■ **WRITTEN TASK 1**
Answer these about the Flume lock contention thread:
(a) In the reply, which class holds the lock being discussed?
(b) On what date did Pankaj Gupta write the quoted message?
(c) What thread state does the quoted stack trace show?
■ **WRITTEN TASK 2**
Write what comes next in the Flume lock contention thread, picking up after its last line.

■ **PROVIDED PASSAGE**
-- Start --

Re: Lock contention in FileChannel
Yes, IO is done inside locks to avoid multiple takes and puts getting written out at the same time. Even though Java makes sure the writes are serialized, Flume still needs to keep track of some counters etc, so the lock is required. Note that the lock you are talking about is  in the LogFile class, which represents a single file - so even if the write is inside that lock (which is also inside that class itself) that  does not cause any contention - because the lock is just preventing two IO ops to happen at the same time.
On Tuesday, August 13, 2013 at 5:01 PM, Pankaj Gupta wrote:

> It seems like some i/o is done inside the lock, which means that time for taking a lock is proportional to the time for i/o and thus it becomes a problem. I apologize in advance if I am wrong but the call stack and behavior I'm seeing seems to suggest that. Specifically, it seems that we do a write while inside take:
> "SinkRunner-PollingRunner-LoadBalancingSinkProcessor" prio=10 tid=0x00007f857338c800 nid=0x404a runnable [0x00007f821b2f1000]
>    java.lang.Thread.State: RUNNABLE
>         at sun.nio.ch.NativeThread.current(Native Method)
>         at sun.nio.ch.NativeThreadSet.add(NativeThreadSet.java:27)

-- End --

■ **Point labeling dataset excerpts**
-- Start --

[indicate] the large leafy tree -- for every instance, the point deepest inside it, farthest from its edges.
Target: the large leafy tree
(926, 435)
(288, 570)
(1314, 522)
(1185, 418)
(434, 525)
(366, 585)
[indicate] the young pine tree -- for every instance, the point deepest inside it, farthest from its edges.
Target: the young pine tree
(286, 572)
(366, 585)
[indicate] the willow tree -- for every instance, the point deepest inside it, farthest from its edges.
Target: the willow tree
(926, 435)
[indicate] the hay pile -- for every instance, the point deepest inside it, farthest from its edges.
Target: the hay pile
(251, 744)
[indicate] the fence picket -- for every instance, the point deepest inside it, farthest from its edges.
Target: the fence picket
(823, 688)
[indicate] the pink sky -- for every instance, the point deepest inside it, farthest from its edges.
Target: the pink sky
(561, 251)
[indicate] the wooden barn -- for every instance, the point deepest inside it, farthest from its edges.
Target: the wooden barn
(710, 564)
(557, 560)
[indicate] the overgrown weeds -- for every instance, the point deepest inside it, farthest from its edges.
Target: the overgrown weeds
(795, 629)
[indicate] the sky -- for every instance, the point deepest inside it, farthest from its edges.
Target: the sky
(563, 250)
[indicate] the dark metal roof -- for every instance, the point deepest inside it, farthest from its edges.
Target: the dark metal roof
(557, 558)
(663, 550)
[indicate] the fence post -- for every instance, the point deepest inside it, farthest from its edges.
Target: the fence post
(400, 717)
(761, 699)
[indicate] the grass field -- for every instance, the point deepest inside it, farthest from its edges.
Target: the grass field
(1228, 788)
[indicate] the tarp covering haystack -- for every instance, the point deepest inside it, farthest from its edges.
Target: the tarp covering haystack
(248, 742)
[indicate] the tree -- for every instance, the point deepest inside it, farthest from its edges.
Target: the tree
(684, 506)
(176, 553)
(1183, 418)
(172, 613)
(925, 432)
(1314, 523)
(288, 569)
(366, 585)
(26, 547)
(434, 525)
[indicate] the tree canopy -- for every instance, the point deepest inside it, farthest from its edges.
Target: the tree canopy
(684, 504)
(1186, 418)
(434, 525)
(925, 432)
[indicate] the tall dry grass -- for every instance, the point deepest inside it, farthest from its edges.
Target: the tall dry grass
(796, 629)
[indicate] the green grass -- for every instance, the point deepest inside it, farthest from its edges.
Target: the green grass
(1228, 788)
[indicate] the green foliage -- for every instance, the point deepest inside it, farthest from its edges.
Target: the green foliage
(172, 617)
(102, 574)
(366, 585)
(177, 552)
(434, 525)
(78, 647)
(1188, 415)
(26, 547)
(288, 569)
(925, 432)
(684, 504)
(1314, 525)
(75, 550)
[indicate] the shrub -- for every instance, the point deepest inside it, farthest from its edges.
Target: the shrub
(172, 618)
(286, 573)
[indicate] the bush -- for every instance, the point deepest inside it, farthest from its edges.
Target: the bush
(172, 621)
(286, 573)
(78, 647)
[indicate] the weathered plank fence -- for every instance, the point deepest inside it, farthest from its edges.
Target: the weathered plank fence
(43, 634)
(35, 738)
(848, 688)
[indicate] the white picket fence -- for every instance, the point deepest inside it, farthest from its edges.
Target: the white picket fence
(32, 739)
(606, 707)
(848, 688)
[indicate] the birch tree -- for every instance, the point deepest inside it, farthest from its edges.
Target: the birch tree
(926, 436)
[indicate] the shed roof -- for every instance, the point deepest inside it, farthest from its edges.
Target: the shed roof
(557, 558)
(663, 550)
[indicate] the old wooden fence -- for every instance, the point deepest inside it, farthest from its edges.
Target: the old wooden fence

-- End --

■ **RESPONSE 1**
(a) LogFile
(b) Tuesday, August 13, 2013
(c) RUNNABLE

■ **RESPONSE 2**
>         at sun.nio.ch.FileChannelImpl.write(FileChannelImpl.java:194)
>         - locked <0x00000005190ec998> (a java.lang.Object)
>         at org.apache.flume.channel.file.LogFile$Writer.write(LogFile.java:247)
>         at org.apache.flume.channel.file.LogFile$Writer.take(LogFile.java:212)
>         - locked <0x0000000519111590> (a org.apache.flume.channel.file.LogFileV3$Writer)
>         at org.apache.flume.channel.file.Log.take(Log.java:550)
>         at org.apache.flume.channel.file.FileChannel$FileBackedTransaction.doTake(FileChannel.java:499)
>         at org.apache.flume.channel.BasicTransactionSemantics.take(BasicTransactionSemantics.java:113)
>         at org.apache.flume.channel.BasicChannelSemantics.take(BasicChannelSemantics.java:95)
>         at org.apache.flume.sink.AbstractRpcSink.process(AbstractRpcSink.java:330)
>         at org.apache.flume.sink.LoadBalancingSinkProcessor.process(LoadBalancingSinkProcessor.java:154)
>         at org.apache.flume.SinkRunner$PollingRunner.run(SinkRunner.java:147)
>         at java.lang.Thread.run(Thread.java:662)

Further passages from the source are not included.